(Items from a labeling collection)
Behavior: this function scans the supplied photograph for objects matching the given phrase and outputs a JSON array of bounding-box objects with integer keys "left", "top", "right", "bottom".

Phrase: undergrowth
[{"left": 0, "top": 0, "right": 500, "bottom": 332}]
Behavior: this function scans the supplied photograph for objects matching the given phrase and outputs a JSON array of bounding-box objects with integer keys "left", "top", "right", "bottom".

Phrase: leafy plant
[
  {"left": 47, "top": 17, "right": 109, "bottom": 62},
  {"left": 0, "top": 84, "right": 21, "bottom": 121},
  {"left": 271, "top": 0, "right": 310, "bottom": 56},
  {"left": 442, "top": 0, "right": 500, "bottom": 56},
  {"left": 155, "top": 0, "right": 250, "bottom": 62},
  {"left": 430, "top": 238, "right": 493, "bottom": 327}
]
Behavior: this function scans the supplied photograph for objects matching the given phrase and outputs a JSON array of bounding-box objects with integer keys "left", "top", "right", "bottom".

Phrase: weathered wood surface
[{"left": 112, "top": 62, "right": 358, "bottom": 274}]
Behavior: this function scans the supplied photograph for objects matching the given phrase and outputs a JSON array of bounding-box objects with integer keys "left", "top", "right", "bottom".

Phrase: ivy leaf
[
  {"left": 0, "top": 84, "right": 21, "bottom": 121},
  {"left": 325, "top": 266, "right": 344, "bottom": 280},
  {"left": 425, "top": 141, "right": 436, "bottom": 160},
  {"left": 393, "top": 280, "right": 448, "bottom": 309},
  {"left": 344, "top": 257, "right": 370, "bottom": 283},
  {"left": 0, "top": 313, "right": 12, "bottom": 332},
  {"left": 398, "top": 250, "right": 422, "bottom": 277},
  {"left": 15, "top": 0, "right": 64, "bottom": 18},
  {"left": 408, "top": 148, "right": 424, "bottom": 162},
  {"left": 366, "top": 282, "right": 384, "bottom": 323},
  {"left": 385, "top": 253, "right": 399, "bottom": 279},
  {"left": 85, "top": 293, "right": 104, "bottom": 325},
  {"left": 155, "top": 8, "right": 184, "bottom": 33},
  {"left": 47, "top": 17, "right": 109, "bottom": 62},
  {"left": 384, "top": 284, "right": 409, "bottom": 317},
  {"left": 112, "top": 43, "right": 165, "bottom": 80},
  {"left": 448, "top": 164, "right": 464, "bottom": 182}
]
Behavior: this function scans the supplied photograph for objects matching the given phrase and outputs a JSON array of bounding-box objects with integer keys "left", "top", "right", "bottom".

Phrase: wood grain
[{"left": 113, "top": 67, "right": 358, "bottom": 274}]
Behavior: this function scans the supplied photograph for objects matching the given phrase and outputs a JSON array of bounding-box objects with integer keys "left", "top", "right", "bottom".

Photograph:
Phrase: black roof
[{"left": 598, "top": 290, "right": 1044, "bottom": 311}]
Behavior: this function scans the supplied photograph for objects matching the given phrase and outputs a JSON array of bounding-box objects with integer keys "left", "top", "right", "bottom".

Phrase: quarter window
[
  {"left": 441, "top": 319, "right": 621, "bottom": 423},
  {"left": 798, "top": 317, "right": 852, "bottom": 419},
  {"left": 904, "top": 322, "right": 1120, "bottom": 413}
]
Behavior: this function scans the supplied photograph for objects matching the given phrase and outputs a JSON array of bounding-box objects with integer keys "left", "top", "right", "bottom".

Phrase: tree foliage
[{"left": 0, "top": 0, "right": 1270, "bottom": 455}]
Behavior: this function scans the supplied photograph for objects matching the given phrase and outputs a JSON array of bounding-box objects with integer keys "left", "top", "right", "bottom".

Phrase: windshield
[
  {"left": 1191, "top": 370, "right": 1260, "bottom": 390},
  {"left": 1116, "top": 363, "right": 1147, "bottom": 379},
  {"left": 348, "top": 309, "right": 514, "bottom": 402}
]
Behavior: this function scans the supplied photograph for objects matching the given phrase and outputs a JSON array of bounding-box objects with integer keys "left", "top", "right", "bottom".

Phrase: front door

▶ [GOAL]
Tally the lines in the entries above that contain the string "wood", treating uppercase and lowercase letters as different. Reply with the number alone.

▶ [FULL RESPONSE]
2